Segmentation annotation records:
==========
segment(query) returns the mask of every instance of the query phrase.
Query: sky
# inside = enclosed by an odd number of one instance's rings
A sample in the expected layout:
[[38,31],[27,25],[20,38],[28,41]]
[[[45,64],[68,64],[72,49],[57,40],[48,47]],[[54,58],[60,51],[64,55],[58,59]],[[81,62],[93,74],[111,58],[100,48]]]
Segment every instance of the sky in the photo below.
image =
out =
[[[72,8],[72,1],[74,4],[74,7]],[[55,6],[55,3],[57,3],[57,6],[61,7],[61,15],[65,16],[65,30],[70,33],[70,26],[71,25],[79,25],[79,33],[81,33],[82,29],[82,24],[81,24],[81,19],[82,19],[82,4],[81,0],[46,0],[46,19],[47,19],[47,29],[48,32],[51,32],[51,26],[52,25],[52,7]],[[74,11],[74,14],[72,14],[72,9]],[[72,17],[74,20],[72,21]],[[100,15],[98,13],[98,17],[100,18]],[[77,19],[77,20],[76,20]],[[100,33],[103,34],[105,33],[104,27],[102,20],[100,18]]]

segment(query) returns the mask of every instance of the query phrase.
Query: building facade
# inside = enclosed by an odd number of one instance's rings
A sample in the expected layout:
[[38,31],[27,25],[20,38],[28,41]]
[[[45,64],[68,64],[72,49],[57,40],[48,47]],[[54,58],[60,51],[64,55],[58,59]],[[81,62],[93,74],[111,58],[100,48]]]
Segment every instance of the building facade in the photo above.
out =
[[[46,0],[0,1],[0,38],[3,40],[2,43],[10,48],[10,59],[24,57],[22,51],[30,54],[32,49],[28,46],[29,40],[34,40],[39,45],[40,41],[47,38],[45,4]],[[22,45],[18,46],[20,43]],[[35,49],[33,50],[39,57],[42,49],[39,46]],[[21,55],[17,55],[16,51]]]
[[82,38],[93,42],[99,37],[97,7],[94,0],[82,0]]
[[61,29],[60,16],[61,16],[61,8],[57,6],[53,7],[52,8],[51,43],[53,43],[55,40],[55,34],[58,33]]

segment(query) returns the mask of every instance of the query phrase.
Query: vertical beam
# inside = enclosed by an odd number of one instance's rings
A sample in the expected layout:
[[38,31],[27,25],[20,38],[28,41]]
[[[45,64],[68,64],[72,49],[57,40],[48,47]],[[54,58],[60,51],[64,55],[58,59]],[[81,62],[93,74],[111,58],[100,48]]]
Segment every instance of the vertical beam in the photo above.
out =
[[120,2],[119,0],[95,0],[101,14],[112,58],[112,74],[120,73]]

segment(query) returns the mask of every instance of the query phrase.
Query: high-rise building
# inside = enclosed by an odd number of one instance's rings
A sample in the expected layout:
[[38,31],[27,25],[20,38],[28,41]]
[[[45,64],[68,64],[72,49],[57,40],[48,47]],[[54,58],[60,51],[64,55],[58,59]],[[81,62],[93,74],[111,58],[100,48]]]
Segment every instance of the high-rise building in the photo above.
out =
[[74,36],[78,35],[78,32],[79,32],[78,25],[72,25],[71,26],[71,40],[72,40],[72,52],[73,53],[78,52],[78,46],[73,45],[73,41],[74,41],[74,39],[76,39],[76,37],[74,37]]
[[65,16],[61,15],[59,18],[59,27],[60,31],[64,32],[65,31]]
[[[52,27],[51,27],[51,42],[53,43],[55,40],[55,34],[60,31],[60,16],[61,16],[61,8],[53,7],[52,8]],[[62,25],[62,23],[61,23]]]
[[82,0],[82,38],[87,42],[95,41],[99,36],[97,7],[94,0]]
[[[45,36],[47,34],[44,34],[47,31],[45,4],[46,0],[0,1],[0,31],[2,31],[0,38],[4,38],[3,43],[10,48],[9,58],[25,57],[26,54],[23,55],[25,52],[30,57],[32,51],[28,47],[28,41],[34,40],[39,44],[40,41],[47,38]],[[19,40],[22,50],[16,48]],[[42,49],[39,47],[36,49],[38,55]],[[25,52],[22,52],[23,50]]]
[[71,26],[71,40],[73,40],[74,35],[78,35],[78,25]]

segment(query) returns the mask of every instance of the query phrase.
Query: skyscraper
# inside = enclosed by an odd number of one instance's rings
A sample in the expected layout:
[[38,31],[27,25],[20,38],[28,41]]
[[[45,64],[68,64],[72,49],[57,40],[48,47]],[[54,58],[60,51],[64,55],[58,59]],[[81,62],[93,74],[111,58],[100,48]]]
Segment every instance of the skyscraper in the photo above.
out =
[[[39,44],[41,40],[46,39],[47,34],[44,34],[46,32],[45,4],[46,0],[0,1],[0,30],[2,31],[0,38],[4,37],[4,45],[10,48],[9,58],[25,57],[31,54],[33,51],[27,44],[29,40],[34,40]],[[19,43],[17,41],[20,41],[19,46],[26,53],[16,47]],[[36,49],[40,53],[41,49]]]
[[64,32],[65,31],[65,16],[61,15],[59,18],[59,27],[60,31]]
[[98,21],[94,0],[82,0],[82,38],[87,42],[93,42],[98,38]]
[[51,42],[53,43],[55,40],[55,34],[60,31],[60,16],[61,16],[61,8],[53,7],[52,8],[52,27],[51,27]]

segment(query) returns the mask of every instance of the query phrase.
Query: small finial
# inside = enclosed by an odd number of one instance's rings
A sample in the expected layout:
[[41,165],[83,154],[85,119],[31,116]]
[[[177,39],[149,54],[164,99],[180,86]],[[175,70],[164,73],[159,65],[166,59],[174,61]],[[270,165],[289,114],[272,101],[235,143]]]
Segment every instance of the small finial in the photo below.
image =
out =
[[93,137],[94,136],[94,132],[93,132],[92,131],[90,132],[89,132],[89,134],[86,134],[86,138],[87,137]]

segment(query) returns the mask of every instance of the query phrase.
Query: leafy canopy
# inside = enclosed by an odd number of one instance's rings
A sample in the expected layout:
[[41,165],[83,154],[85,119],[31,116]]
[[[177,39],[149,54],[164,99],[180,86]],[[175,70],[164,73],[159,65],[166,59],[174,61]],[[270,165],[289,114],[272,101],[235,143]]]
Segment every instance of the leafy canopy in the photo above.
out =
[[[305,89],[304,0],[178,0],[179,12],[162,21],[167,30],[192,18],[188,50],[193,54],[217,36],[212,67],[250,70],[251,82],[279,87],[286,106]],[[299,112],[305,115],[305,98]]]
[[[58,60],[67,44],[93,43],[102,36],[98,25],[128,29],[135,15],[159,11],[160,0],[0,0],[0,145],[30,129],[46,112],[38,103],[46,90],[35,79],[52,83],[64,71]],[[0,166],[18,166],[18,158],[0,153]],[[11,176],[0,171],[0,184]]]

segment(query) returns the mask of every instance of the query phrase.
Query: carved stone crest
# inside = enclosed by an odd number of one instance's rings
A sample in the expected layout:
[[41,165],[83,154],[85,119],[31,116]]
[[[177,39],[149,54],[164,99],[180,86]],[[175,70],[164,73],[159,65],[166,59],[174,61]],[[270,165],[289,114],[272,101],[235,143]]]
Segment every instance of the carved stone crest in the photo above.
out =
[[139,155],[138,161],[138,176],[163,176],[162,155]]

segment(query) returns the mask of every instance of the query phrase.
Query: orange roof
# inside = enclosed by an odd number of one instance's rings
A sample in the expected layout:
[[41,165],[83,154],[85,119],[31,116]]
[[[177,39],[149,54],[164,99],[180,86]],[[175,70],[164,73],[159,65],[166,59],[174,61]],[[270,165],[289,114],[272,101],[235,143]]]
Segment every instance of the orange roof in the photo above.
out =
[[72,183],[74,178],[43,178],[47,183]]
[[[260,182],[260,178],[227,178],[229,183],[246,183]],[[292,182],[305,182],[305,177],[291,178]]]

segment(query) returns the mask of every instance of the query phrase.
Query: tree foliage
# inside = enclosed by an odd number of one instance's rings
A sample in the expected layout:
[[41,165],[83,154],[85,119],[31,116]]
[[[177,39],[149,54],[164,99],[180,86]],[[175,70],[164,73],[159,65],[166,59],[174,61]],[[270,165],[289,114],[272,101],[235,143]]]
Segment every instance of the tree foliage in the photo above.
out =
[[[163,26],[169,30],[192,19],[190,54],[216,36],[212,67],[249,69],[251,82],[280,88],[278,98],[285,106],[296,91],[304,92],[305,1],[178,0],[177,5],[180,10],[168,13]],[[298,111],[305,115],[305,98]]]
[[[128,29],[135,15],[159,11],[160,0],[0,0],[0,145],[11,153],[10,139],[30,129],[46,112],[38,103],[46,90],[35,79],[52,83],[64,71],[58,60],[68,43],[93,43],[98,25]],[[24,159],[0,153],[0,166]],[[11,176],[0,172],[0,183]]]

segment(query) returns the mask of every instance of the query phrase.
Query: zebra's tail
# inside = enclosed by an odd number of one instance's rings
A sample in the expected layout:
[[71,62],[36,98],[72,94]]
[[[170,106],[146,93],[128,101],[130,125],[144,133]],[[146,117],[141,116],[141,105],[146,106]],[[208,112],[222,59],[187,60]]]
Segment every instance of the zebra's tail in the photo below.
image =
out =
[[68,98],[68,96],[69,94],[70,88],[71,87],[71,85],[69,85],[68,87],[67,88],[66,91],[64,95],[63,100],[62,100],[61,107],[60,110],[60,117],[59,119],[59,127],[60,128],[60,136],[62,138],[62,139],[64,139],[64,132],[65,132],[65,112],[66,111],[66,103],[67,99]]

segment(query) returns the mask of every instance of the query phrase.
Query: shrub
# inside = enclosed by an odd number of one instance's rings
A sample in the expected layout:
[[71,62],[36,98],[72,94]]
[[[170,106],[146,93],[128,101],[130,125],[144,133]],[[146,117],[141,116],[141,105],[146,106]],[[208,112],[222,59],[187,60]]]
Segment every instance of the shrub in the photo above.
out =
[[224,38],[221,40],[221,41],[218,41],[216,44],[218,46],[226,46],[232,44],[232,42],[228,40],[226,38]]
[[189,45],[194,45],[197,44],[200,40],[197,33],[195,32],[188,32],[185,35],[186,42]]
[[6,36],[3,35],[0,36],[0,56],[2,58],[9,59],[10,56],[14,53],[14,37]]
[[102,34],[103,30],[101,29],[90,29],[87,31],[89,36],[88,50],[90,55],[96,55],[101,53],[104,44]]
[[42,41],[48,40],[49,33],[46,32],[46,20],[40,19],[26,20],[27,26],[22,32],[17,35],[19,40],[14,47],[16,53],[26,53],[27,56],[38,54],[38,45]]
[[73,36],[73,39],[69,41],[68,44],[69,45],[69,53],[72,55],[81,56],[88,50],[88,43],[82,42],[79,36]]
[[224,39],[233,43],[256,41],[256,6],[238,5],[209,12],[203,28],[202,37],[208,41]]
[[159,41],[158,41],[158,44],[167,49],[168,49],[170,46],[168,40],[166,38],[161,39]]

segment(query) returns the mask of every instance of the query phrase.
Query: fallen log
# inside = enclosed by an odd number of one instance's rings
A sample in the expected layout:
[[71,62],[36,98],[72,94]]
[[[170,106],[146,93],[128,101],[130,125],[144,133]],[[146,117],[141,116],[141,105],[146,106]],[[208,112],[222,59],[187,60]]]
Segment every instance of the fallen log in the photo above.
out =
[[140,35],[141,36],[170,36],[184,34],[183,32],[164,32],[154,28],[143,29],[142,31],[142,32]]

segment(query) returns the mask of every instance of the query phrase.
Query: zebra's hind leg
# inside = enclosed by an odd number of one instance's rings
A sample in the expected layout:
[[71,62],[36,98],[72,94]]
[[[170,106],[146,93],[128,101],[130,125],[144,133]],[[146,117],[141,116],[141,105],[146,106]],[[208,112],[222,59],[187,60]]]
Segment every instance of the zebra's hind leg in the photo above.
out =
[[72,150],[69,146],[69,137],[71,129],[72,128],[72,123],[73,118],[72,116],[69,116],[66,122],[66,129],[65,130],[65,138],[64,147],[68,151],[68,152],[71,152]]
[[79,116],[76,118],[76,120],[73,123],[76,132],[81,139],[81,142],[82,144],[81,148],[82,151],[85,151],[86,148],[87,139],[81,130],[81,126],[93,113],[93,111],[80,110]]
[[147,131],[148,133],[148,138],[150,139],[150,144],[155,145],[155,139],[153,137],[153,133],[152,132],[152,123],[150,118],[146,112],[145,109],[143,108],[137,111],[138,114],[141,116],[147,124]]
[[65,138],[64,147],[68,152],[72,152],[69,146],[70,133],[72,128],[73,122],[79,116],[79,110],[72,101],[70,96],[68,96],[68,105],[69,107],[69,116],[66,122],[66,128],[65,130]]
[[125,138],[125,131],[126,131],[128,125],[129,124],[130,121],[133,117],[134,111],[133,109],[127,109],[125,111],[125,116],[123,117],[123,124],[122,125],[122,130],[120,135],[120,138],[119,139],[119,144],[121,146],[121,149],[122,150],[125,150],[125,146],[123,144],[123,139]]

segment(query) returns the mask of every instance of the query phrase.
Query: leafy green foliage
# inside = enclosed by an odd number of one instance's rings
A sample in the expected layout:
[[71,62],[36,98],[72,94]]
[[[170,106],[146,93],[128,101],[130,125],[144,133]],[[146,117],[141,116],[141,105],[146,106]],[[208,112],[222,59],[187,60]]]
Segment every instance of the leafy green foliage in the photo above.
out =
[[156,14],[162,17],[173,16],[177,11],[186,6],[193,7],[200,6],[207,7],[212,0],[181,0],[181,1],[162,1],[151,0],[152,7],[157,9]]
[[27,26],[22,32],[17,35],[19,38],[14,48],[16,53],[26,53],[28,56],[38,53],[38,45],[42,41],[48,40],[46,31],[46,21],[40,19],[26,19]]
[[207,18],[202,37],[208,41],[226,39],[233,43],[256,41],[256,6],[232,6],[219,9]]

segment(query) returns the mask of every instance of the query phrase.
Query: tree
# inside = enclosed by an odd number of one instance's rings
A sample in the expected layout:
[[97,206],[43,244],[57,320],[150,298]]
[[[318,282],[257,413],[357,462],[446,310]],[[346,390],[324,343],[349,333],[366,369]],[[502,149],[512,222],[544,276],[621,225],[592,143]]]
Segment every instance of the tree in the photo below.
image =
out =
==========
- TASK -
Identify each line in the rows above that contains the word "carved", and copy every such line in full.

- COMPLETED TASK -
Query: carved stone crest
Segment every instance of the carved stone crest in the photo above.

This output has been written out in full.